Problem details: In the copy you make of the entries, no picture should appear, and every word must match.

★ ★ ★ ★ ★

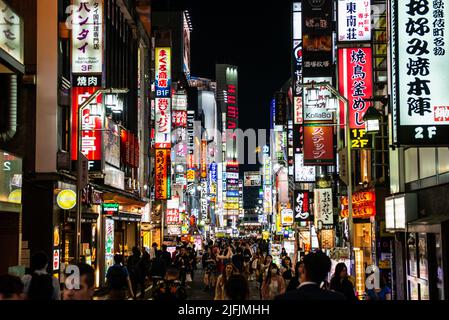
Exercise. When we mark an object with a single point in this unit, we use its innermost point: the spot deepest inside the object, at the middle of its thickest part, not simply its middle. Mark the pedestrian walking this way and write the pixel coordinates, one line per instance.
(228, 271)
(118, 280)
(170, 288)
(316, 268)
(86, 288)
(295, 281)
(287, 271)
(340, 282)
(274, 284)
(136, 272)
(237, 288)
(39, 285)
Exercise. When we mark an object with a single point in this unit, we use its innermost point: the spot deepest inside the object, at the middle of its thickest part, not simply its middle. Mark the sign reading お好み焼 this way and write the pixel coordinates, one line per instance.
(420, 103)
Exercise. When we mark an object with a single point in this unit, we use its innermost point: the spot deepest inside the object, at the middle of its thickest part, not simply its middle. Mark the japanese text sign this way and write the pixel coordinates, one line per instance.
(354, 20)
(162, 177)
(355, 74)
(87, 36)
(318, 145)
(420, 77)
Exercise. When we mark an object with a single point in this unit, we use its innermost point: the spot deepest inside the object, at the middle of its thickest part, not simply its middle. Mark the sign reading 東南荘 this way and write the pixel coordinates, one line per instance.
(354, 20)
(11, 32)
(420, 104)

★ ★ ★ ★ ★

Finished task:
Exercise. When we mark an object with a single point in this unit, we use its innermost point: the spot deepest inside the object, at the middle of its thickest part, not simply its middle. Mark the pedestrian walking this way and write the pixel coordinates, one line per instance.
(228, 271)
(118, 280)
(170, 288)
(316, 268)
(86, 288)
(295, 281)
(287, 271)
(340, 282)
(274, 284)
(136, 272)
(237, 288)
(39, 285)
Exercise. When we mark an object with a single point in this unit, we use its innermost point: the spot deepest inside the object, at the middle of its thickest part, not simply its middle. Mark the sign reading お好み焼 this way and write the pixel coordinates, one line per instance.
(420, 103)
Exercise. When we mark an object with a single point in this unit, we use its innermost point: the spot deepest inside the object, at the middle of its thickest part, not simply its middle. Mark the japanese text sign this way and write the pixel coordinates, one line per instance.
(354, 20)
(162, 177)
(355, 74)
(87, 36)
(318, 145)
(420, 77)
Exercise. When we mark an object with a single point in this unit, we use its innermost point: the spot deepest inside the object, at the middle of its thickest part, not simply its middle. Mark the sign reading 東南荘 this way and write the pixel coordinates, one line per instance.
(354, 20)
(11, 32)
(420, 104)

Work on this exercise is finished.